------ DATA UNDER STUDY ------

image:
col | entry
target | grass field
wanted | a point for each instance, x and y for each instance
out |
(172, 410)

------
------ DATA UNDER STUDY ------

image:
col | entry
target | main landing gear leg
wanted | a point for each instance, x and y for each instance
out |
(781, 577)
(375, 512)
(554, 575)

------

DIRECTIONS >> If a line in the data above holds the string "target", report that line.

RESPONSE >>
target | grass field
target | main landing gear leg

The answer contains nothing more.